╭─ STUDY TEXT
WordType Designs
Driven To Distractions©
The Sound of One Hand Clapping©


A rchive Date
[ 30-05-2003 ]
Category
[ International Relations ]
sub-Categoy
[ Britain ]

      [http://cnews.canoe.ca/CNEWS/World/2003/05/29/98700-ap.html

      Blair's office defends weapons info
      By ROBERT BARR - Associated Press
      Thu, May 29, 2003

      LONDON (AP) -- British intelligence agents were unhappy with the government's claim that Saddam Hussein had weapons of mass destruction ready to use within 45 minutes, the British Broadcasting Corp. reported Thursday.

      Prime Minister Tony Blair's office responded that the claim, contained in an intelligence dossier released on Sept. 24, was entirely the work of British intelligence agencies.

      "Not one word of the dossier was not entirely the work of the intelligence agencies," Blair's office said in a statement to the BBC.
      The BBC, however, said its intelligence source didn't dispute the origin of the information, but said the agencies were skeptical of the claim that weapons of mass destruction could be ready for use within 45 minutes.

      "The information which I'm told was dubious did come from the agencies, but they were unhappy about it because they didn't think it should have been in there," said BBC reporter Andrew Gilligan.

      "They thought it was not corroborated sufficiently, and they actually thought it was wrong. They thought the informant concerned had got it wrong, they thought he had misunderstood what was happening."

      The BBC quoted an unidentified official as saying the claim was not in early drafts of the dossier, but was added in the week before publication at the behest of Blair's office.

      "It was included in the dossier against our wishes because it wasn't reliable. Most things in the dossier were double-sourced but that was single-sourced, and we believe that the source was wrong," the BBC quoted its source as saying.

      Armed Forces Minister Adam Ingram confirmed in an interview that there was a single source for the 45-minute claim. He denied, however, that Blair's office had insisted on including the claim in the dossier.

      "That is not the case. There was no pressure from No. 10 (Blair's office). That allegation is not true," Ingram told BBC radio.
╰─
▶ _STUDY QUESTIONS_
A – Shorten the paragraph of the article about the weapons dossier that begins "Armed Forces Minister Adam Ingram confirmed" to one sentence that keeps its main facts.
B – Carry on the article about the weapons dossier from its final paragraph.
╭─ STUDY MATERIAL
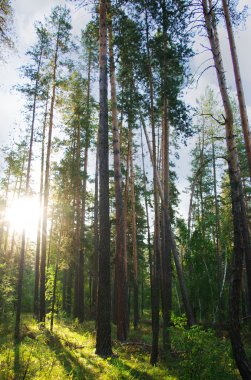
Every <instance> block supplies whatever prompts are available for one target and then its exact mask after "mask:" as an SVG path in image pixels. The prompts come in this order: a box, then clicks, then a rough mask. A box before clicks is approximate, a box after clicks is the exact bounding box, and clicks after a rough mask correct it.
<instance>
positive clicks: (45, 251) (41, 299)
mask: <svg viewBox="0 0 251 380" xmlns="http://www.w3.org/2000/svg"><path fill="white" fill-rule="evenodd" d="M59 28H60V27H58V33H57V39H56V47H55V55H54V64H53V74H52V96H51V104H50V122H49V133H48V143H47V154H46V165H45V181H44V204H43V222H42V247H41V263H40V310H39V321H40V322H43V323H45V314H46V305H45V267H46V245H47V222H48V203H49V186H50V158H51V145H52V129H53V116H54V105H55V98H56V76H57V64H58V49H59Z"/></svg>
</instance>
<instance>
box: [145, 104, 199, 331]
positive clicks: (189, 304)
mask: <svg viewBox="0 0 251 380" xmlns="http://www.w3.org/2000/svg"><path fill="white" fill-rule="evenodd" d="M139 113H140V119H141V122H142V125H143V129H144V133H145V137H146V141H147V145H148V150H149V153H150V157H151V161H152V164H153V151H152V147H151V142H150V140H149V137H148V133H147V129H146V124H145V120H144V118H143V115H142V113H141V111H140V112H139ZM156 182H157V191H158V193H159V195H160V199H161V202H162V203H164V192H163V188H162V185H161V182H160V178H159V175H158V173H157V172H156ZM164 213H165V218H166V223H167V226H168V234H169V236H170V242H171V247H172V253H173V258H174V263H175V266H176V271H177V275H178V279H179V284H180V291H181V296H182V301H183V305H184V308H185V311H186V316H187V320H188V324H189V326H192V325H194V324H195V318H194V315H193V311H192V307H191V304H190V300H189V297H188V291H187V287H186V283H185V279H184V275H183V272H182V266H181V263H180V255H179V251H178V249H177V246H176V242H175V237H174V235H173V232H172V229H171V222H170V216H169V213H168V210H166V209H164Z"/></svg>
╰─
▶ _RESPONSE LIST_
A – Armed Forces Minister Adam Ingram confirmed that the 45-minute claim came from a single source but denied that Blair's office had insisted on including it in the dossier.

B –
      Claims that Iraq had weapons of mass destruction were the heart of the British government's case for joining the United States in military action.

      So far, U.S. and British forces in Iraq have produced no evidence of such chemical, biological or nuclear weapons programs.
      Blair, who was visiting southern Iraq on Thursday, told reporters en route that he was convinced that Saddam did have such weapons.

      "I have said throughout and I just repeat to you, I have absolutely no doubt at all about the existence of weapons of mass destruction," Blair said. "And rather than speculating, let's just wait until we get the full report back from our people who are interviewing the Iraqi scientists," Blair said.

      The question flared anew after U.S. Defense Secretary Donald H. Rumsfeld suggested Tuesday that Iraq might have destroyed its weapons of mass destruction before the war.

      Robin Cook, a former foreign secretary who quit as leader of the House of Commons in protest against the war, said Rumsfeld's comments vindicated his own stance.

      "If Donald Rumsfeld is now admitting the weapons are not there, the truth is the weapons probably haven't been there for quite a long time," Cook said Wednesday.

      "It matters immensely," he said, "because the basis on which the war was sold to the British House of Commons, to the British people, was that Saddam represented a serious threat."